Exercise instructions: Lines before the one containing "Target: black and white cushion" are left out; return that line and every line after it exactly, through the end of the data below.

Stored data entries
+ + +
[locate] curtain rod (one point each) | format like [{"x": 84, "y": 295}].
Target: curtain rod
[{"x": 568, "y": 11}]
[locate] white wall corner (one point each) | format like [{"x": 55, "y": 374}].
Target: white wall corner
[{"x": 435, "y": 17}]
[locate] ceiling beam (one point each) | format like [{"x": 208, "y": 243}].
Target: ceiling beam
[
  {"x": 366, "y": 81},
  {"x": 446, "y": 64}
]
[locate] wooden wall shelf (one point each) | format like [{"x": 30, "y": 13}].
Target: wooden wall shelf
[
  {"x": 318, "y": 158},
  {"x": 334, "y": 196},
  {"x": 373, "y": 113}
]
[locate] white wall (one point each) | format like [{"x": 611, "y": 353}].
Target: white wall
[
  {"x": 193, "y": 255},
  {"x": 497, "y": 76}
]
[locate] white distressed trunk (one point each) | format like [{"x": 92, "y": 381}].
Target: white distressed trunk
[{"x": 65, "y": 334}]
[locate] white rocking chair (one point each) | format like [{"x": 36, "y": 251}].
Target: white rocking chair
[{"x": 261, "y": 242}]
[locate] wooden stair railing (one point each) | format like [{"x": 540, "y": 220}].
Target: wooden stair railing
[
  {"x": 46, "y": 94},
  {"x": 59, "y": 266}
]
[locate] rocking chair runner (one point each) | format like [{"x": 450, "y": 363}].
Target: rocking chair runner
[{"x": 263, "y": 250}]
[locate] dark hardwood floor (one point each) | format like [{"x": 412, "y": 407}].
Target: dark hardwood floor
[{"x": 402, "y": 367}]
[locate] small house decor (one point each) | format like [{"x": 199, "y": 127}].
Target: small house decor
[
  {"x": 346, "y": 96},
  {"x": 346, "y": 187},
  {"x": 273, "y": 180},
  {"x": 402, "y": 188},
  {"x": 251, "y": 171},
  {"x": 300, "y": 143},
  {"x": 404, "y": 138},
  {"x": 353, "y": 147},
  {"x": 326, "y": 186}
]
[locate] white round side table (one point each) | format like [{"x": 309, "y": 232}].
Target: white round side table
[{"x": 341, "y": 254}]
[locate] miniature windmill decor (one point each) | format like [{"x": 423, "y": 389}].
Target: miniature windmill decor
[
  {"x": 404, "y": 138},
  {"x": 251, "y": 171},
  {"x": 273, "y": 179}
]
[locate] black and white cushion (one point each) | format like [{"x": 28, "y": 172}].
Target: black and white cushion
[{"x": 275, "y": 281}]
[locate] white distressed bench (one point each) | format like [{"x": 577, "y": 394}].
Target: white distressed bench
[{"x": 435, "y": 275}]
+ + +
Solution to the exercise:
Target: black and white cushion
[{"x": 275, "y": 281}]
[locate] white distressed bench (one point each) | format like [{"x": 577, "y": 394}].
Target: white distressed bench
[{"x": 435, "y": 275}]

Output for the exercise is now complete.